[BEGIN]

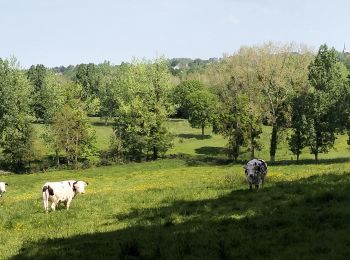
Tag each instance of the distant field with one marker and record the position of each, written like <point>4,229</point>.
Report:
<point>189,208</point>
<point>188,140</point>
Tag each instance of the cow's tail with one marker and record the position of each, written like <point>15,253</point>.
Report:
<point>46,198</point>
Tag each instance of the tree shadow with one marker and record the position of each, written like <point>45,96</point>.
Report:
<point>211,150</point>
<point>101,123</point>
<point>310,161</point>
<point>195,136</point>
<point>308,218</point>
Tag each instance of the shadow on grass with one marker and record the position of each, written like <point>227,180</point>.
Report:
<point>196,136</point>
<point>311,161</point>
<point>309,218</point>
<point>101,123</point>
<point>211,150</point>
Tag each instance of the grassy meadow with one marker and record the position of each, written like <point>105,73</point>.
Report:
<point>195,206</point>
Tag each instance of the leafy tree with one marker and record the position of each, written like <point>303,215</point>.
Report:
<point>16,133</point>
<point>300,124</point>
<point>201,109</point>
<point>143,98</point>
<point>36,74</point>
<point>281,70</point>
<point>52,96</point>
<point>181,94</point>
<point>70,133</point>
<point>89,77</point>
<point>327,76</point>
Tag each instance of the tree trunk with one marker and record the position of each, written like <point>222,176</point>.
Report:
<point>155,153</point>
<point>57,158</point>
<point>252,148</point>
<point>273,144</point>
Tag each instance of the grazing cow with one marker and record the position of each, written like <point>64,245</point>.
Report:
<point>255,171</point>
<point>63,191</point>
<point>2,188</point>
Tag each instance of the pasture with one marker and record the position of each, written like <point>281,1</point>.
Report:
<point>197,206</point>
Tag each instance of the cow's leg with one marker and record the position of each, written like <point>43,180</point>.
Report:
<point>53,205</point>
<point>46,202</point>
<point>68,203</point>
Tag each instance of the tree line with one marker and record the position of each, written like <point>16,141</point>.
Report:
<point>288,87</point>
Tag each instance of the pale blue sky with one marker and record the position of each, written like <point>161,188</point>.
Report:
<point>63,32</point>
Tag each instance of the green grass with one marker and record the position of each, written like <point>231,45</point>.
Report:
<point>190,208</point>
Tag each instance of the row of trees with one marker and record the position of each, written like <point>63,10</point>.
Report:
<point>283,86</point>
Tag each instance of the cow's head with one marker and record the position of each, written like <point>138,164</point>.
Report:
<point>251,168</point>
<point>79,186</point>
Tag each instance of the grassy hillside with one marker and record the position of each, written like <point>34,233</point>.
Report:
<point>169,209</point>
<point>189,208</point>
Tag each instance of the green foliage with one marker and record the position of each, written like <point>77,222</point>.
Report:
<point>181,95</point>
<point>70,133</point>
<point>89,77</point>
<point>300,124</point>
<point>201,109</point>
<point>327,79</point>
<point>16,133</point>
<point>143,108</point>
<point>36,75</point>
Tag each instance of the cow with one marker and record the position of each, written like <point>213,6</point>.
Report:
<point>255,172</point>
<point>3,187</point>
<point>63,191</point>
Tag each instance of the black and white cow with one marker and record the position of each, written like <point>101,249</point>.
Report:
<point>255,171</point>
<point>2,188</point>
<point>63,191</point>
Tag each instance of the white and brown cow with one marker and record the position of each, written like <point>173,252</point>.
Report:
<point>63,191</point>
<point>255,172</point>
<point>2,188</point>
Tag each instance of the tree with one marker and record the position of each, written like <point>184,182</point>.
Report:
<point>300,124</point>
<point>16,132</point>
<point>70,133</point>
<point>201,107</point>
<point>52,96</point>
<point>327,76</point>
<point>36,74</point>
<point>143,98</point>
<point>281,70</point>
<point>242,104</point>
<point>181,95</point>
<point>89,77</point>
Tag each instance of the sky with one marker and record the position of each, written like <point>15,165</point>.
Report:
<point>63,32</point>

[END]

Drop the images and quote the entries word for word.

§ **RESPONSE TO THE TASK**
Tag each instance of the distant field with one marker and record the position of each, written like <point>4,229</point>.
Report:
<point>189,208</point>
<point>188,140</point>
Tag each instance of the cow's tail with one marker and record the position of each, written like <point>15,253</point>.
Report:
<point>46,198</point>
Tag each instance of the tree shadow with one marker and record the position of each, written like <point>45,96</point>.
Report:
<point>211,150</point>
<point>101,123</point>
<point>310,161</point>
<point>195,136</point>
<point>308,218</point>
Tag each instance of the shadow on grass with one marker and record the position of each, written like <point>227,180</point>.
Report:
<point>196,136</point>
<point>311,161</point>
<point>309,218</point>
<point>101,123</point>
<point>211,150</point>
Tag each instance of the grassy meadow with one marker and record the position of each, written like <point>105,73</point>.
Report:
<point>195,206</point>
Tag each instance of the leafy tree with one marker and record the position of each, written like <point>303,215</point>.
Report:
<point>16,133</point>
<point>300,124</point>
<point>201,109</point>
<point>143,98</point>
<point>36,74</point>
<point>281,70</point>
<point>52,96</point>
<point>181,94</point>
<point>70,133</point>
<point>89,77</point>
<point>327,76</point>
Tag each instance of the tree trunk with one marker and record the position of each, written like <point>222,176</point>.
Report:
<point>155,153</point>
<point>57,158</point>
<point>252,148</point>
<point>273,144</point>
Tag each instance of the grazing cow with one marker and record the position of each, written like <point>64,245</point>.
Report:
<point>255,171</point>
<point>63,191</point>
<point>2,188</point>
Tag each instance of the pasture with one marker and record the position of each, written like <point>281,1</point>.
Report:
<point>197,206</point>
Tag each instance of the cow's leg with one marker and record the position of each, written like <point>43,180</point>.
Report:
<point>53,205</point>
<point>46,202</point>
<point>68,203</point>
Tag each instance of the tree line with one marker and record the position of each, written like <point>16,141</point>.
Report:
<point>288,87</point>
Tag each instance of the pale blue sky with one marker and record the position of each, written like <point>161,188</point>.
Report:
<point>63,32</point>
Tag each instance of the green grass with one marker and record the position of each, written like <point>231,45</point>.
Report:
<point>190,208</point>
Tag each instance of the row of trees with one marker and record the position of each, written like <point>63,10</point>.
Report:
<point>283,86</point>
Tag each instance of the cow's head with one marker and record the position of each, written like <point>138,164</point>.
Report:
<point>251,168</point>
<point>79,186</point>
Tag each instance of the grassy hillside with one marker and record the position of each, written like <point>34,233</point>.
Report:
<point>169,209</point>
<point>189,208</point>
Tag each instance of the green foliage with one marker and record the position of each, written like <point>77,222</point>.
Report:
<point>181,95</point>
<point>70,133</point>
<point>89,77</point>
<point>300,124</point>
<point>201,109</point>
<point>327,79</point>
<point>16,133</point>
<point>143,108</point>
<point>36,75</point>
Tag each instance of the cow with one marker and record the position of each, written like <point>213,6</point>.
Report:
<point>255,172</point>
<point>3,187</point>
<point>63,191</point>
Tag each instance of the black and white cow with one marker and record the position of each, written like <point>101,249</point>.
Report:
<point>255,171</point>
<point>2,188</point>
<point>63,191</point>
Tag each instance of the white and brown cow with one marker and record the position of each, written like <point>173,252</point>.
Report:
<point>63,191</point>
<point>255,172</point>
<point>2,188</point>
Tag each instance of the tree with one marker and record the position of each, written like <point>184,182</point>.
Report:
<point>300,124</point>
<point>16,132</point>
<point>70,133</point>
<point>201,107</point>
<point>52,96</point>
<point>327,76</point>
<point>36,74</point>
<point>143,98</point>
<point>281,70</point>
<point>242,104</point>
<point>181,95</point>
<point>89,77</point>
Tag each instance of the sky with one marker and record the position of each, written like <point>15,165</point>.
Report:
<point>63,32</point>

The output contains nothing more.